#### [OBJETIVO DE LA TAREA]
Según el texto sobre Tolkien, Lewis y los Inklings, ¿quién fue el primero que leyó El hobbit?

#### [TEXTO MOSTRADO]
>>>>

Estudio

La relación de Tolkien, Lewis y los Inklings

La biografía de White dedica todo un capítulo a la amistad entre Tolkien y Lewis. Lewis fue, por ejemplo, el primero que leyó El hobbit

La relación de Tolkien, Lewis y los Inklings

Modificado el 2005/05/03

Cuando la película sobre Las dos torres, la segunda parte de la trilogía de Tolkien, El señor de los anillos, triunfa en todo el mundo, aparece también una nueva biografía sobre el autor de este increíble mundo fantástico. El libro de Michael White, que ha publicado ahora Península en una lujosa edición, como parte de su colección Atalaya, es la obra que más se ha difundido este año sobre Tolkien, ya que desvela aspectos hasta ahora poco conocidos de su vida y su obra

Hay ya varias biografí­as sobre Tolkien en castellano, incluida la clásica de Humphrey Carpenter, que ha sido también reeditada en una colección que aparece hasta en los quioscos. Entre su creciente bibliografí­a en castellano hay varias aportaciones hispanas, como la de Daniel Grotta (que ha publicado Andrés Bello), o la de Eduardo Segura, doctorado en filologí­a inglesa sobre El señor de los anillos, y uno de los asesores de la pelí­cula de Peter Jackson. El libro oficial del film está escrito curiosamente por un evangélico, Brian Sibley, que ha escrito varias obras sobre el amigo protestante de Tolkien, C. S. Lewis. Y hay ensayos dedicados incluso a la influencia del catolicismo en su obra, como los editados por Joseph Pearce en J. R. R. Tolkien. Señor de la Tierra Media para la editorial Minotauro. Pero, ¿qué aporta entonces el libro de White?.

<<<<

#### [DATOS PROPORCIONADOS]
>>>>

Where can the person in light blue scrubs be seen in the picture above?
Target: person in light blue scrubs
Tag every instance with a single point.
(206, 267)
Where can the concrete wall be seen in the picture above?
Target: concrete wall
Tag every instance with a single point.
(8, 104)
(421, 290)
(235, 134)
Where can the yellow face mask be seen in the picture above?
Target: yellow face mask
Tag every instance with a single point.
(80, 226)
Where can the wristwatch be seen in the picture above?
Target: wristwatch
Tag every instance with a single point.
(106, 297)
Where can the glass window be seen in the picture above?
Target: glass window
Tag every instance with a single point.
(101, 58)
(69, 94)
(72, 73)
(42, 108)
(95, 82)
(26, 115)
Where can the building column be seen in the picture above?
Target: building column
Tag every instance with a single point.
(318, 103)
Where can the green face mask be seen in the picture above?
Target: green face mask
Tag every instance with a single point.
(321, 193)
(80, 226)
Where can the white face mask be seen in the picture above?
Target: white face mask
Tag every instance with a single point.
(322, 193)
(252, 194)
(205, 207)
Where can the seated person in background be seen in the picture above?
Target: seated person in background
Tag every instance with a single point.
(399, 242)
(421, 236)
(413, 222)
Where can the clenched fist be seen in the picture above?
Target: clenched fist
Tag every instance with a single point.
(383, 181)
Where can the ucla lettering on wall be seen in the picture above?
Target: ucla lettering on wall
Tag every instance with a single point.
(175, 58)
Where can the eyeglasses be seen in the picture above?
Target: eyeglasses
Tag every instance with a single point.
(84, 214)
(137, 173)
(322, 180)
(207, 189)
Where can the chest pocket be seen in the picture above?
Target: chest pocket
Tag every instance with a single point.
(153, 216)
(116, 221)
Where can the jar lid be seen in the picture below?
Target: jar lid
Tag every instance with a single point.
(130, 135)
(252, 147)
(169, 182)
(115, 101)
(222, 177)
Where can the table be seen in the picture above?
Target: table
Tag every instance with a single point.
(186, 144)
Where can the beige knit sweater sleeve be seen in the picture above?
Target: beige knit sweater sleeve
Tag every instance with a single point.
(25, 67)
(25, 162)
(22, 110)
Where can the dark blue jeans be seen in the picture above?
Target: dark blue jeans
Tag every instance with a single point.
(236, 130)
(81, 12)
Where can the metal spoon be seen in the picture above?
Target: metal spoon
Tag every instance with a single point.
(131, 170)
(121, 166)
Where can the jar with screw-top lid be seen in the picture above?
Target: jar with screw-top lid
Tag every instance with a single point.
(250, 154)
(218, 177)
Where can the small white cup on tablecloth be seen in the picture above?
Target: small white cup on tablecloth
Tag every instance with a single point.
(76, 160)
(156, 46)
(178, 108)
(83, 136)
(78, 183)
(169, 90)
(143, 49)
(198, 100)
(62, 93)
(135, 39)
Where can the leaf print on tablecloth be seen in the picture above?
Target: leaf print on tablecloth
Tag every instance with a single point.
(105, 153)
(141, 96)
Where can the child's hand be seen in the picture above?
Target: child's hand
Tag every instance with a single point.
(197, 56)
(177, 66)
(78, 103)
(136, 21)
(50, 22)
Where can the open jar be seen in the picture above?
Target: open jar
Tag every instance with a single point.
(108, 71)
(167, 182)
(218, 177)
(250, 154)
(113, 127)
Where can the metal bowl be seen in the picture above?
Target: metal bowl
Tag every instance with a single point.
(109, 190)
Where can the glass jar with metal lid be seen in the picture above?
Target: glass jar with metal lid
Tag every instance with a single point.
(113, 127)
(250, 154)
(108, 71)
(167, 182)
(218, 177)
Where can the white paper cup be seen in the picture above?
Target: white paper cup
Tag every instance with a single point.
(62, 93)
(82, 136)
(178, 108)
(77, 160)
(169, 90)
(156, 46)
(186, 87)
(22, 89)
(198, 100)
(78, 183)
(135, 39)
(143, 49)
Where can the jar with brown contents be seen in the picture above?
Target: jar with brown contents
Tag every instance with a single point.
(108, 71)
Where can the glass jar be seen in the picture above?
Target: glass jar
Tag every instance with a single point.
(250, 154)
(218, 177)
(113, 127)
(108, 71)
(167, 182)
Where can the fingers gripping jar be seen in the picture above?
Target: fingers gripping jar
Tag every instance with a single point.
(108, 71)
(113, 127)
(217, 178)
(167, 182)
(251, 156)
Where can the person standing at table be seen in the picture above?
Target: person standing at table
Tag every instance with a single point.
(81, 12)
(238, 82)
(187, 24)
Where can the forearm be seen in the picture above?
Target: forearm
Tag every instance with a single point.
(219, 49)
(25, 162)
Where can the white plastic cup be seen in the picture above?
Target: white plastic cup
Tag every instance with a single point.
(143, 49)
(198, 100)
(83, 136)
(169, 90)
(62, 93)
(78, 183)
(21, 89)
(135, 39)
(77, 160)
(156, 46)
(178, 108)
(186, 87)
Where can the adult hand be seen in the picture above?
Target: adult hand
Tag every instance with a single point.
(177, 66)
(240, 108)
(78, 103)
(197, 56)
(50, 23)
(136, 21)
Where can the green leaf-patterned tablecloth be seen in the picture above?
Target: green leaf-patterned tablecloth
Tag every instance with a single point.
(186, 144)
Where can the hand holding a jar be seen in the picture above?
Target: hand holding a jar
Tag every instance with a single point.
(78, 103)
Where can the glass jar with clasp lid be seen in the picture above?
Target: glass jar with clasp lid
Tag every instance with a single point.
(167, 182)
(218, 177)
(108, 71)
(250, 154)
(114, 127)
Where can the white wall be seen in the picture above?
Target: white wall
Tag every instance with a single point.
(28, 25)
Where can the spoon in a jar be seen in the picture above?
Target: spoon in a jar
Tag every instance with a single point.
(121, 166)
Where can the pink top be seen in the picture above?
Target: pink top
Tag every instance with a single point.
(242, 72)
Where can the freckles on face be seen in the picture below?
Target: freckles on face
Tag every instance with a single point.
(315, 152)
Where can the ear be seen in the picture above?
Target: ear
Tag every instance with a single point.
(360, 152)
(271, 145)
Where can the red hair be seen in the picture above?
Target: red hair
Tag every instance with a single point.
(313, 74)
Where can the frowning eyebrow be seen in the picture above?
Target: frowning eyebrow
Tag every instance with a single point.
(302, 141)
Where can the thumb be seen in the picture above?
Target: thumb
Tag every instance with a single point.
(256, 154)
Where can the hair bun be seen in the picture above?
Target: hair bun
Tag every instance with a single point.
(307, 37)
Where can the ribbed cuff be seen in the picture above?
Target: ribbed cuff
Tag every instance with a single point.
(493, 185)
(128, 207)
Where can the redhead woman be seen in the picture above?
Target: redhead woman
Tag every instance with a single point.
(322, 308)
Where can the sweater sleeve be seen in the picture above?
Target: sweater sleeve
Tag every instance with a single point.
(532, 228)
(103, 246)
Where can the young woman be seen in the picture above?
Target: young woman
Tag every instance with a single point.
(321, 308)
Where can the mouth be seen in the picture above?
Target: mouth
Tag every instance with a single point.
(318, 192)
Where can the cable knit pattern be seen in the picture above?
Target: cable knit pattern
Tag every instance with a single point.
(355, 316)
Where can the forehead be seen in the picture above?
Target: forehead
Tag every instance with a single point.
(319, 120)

<<<<

#### [TAREA RESUELTA]
Lewis fue el primero que leyó El hobbit.